### CHALLENGE
Please copy word for word everything from the line that contains "[locate] blurred plant" down to the line that contains "Target: blurred plant stem".

### INPUT DATA
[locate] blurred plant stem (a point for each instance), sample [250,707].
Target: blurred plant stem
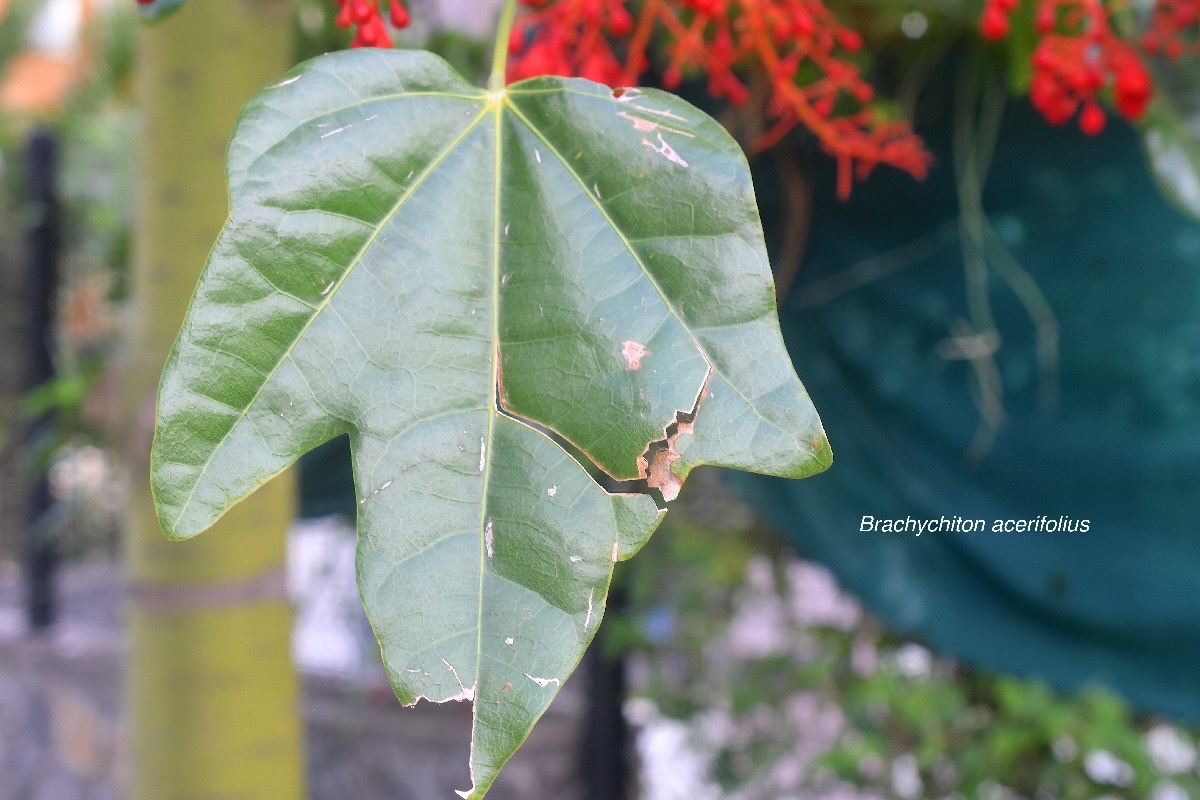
* * *
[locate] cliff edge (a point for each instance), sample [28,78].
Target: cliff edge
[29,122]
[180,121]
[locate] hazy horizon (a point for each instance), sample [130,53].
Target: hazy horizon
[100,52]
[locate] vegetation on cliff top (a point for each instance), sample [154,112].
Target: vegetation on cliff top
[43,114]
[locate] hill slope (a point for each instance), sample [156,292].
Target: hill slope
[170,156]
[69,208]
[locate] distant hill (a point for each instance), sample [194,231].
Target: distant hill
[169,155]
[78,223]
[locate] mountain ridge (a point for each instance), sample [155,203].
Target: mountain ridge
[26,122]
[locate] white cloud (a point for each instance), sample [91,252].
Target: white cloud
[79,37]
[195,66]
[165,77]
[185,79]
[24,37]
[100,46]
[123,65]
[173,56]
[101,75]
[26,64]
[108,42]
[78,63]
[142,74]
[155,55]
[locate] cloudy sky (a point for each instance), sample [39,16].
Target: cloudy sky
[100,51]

### RESULT
[locate] blurred plant stem (a point for each instance), sample [250,707].
Target: blurred plant stem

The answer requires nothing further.